• Selected passage:
####################

Ziad Antar lives and works between Saida, Lebanon and Paris. He graduated with a degree in agricultural engineering in 2001, and has been working in photography and video since 2002. He completed a one-year residency at the Palais de Tokyo in Paris in 2003, and a one year residency at the École des Beaux-Arts de Paris. His videos include among others, Tokyo Tonight (2003), WA (2004), Tambourro (2004), Safe Sound (2006), Tank You (2006), Marche Turque (2007) and Mdardara (2007).
 
Also, in Zenith Magazine: Fatos Ustek interviews Ziad Antar

Lara Baladi

Friday, October 1st, 2010

Lara Baladi’s Surface of Time: Diary of the Future (2007 – 08), an installation commissioned especially for the exhibition, is a large-scale, ceiling to floor composition of photographic panels, with each panel comprising an image of the traces and residues left inside Arabic coffee cups. After each cup of coffee has been drunk, then upturned and left to settle, the patterns of sticky coffee remains are read by a guest to describe the imbiber’s destiny. The reading of the shapes of leftover coffee on coffee cups remains a fortune-telling practice in many contemporary cities, villages and homes across the Middle East. For this installation, the images and accompanying sounds were collected by Baladi over the course of her father’s illness when friends and family paid them daily visits. During this very delicate period, she engaged in a complex personal quest of metaphorically and metonymically looking for answers about death, mediation, communication, popular beliefs and the ephemeral nature of time. Each image offers a subjective reading of the imbiber’s destiny, while the whole tableau tries to capture the language and spirit of the black coffee ritual. Another series of images develops further the daily condolence visits paid to Baladi’s family, linking, if only for a moment, each visitor’s destiny to her father’s, creating a sort of collective mythology. Baladi suggests that despite efforts to carve a unique path for ourselves, we are bound by a common language that speaks to our fleeting place within the enduring repetition of time, of the movement found within stillness. The future, which is dependent on the present, is redefined every day, perpetually producing different destinies and ultimately makes us vividly aware of the future’s uncertainty.

####################

• Required actions:
1. Which video titles does the artist passage name for Ziad Antar? Give the titles only.
2. Pull out every line of the listing that contains the word "region", matching case exactly.
The listing that comes next has no connection to the artist passage.

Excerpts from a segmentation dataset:

####################

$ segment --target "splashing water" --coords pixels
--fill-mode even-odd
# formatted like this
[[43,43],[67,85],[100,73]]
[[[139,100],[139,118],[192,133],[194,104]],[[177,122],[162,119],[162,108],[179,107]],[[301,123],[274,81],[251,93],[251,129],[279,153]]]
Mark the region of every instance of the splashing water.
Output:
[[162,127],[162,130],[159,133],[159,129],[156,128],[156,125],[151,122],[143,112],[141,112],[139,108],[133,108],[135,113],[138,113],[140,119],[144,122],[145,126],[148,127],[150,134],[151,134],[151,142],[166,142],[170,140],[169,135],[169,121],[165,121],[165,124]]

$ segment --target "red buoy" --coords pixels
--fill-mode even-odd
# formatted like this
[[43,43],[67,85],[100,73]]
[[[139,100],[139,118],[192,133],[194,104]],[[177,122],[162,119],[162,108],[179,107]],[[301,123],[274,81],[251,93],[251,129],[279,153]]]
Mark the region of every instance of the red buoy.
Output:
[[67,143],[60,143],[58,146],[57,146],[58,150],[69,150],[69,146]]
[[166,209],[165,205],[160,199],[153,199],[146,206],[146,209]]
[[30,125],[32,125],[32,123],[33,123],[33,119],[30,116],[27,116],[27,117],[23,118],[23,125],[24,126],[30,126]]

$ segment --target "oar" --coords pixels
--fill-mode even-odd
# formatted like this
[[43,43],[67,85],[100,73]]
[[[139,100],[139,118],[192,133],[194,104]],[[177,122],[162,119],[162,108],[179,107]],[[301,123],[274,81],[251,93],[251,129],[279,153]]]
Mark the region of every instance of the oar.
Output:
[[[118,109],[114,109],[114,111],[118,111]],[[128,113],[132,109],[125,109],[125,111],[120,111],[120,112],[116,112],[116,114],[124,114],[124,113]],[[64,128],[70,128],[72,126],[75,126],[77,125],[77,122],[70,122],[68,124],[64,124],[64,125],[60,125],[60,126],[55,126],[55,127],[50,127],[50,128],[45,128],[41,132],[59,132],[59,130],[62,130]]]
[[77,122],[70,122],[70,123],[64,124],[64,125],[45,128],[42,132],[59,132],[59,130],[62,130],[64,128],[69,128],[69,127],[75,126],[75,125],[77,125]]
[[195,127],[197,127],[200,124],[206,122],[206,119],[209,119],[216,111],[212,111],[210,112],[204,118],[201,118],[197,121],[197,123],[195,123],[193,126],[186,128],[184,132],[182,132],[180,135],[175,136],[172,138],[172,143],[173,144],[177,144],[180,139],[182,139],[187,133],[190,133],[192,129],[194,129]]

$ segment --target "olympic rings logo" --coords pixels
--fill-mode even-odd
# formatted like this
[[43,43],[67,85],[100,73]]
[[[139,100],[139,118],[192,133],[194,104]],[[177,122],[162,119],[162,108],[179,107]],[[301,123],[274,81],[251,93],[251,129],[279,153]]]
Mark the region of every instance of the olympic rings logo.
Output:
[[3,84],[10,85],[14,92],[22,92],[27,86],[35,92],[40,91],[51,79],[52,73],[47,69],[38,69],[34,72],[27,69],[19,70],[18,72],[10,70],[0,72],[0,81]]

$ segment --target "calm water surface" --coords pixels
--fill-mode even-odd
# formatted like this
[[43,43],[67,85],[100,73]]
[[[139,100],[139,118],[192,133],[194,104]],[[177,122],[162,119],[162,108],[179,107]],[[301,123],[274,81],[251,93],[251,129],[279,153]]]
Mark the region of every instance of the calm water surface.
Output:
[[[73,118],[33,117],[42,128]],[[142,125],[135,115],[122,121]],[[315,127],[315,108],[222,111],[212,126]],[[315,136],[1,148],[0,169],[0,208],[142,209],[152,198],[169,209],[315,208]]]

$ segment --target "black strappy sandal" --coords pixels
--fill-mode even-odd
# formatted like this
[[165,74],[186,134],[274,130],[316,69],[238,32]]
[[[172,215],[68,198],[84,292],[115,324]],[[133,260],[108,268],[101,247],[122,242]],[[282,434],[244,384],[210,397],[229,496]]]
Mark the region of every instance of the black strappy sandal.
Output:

####################

• Results for the exercise:
1.
Tokyo Tonight
WA
Tambourro
Safe Sound
Tank You
Marche Turque
Mdardara

2.
Mark the region of every instance of the splashing water.
Mark the region of every instance of the red buoy.
Mark the region of every instance of the oar.
Mark the region of every instance of the olympic rings logo.
Mark the region of every instance of the calm water surface.
Mark the region of every instance of the black strappy sandal.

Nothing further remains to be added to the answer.